● **Text passage**:
An auction of the NU system's ownership interests in the Millstone units is
expected in 2000 with a closing in 2001.  Based on regulatory decisions
received in 1999, management expects to recover all of its remaining nuclear
stranded costs from retail customers.

Seabrook
Seabrook achieved an annual capacity factor of 86.4 percent in 1999.  However,
since returning to service on May 13, 1999, after a 48-day refueling and
maintenance outage, Seabrook has achieved a 99 percent capacity factor through
December 31, 1999.

CL&P anticipates auctioning its 4.06 percent share of Seabrook, with the
35.98 percent share owned by its affiliate North Atlantic Energy Corporation
(NAEC) after approval of the Settlement Agreement.  The Settlement Agreement
with the state of New Hampshire requires divestiture prior to December 31,
2003.

Object location annotation data
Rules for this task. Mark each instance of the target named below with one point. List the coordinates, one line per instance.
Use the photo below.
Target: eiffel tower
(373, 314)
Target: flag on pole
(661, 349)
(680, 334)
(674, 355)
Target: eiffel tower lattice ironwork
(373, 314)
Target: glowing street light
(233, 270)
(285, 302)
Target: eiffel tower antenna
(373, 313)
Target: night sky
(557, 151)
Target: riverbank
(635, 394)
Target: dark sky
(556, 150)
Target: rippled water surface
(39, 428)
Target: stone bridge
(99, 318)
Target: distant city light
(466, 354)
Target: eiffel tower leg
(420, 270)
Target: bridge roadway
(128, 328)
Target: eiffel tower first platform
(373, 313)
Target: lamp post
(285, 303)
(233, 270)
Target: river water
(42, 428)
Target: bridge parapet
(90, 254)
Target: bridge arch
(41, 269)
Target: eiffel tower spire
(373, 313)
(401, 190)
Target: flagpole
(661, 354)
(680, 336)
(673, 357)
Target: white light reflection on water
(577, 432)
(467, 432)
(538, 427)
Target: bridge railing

● **Problems**:
1. According to the nuclear plant text, what annual capacity factor did Seabrook achieve in 1999?
2. Please pick up the nuclear plant text after its last sentence and continue it.

● **Written answers**:
1. 86.4 percent

2.
Yankee Companies
On June 1, 1999, the FERC accepted the offer of settlement which was filed on
January 15, 1999, by the Maine Yankee Atomic Power Company (MYAPC).  The
significant aspects of the settlement allowed MYAPC to collect $33.6 million
annually to pay for decommissioning and spent fuel, approved its return on
equity of 6.5 percent, permitted full recovery of MYAPC's unamortized
investment, including fuel, and set an incentive budget for decommissioning
at $436.3 million.

On October 15, 1999, the Vermont Yankee Nuclear Power Corporation (VYNPC)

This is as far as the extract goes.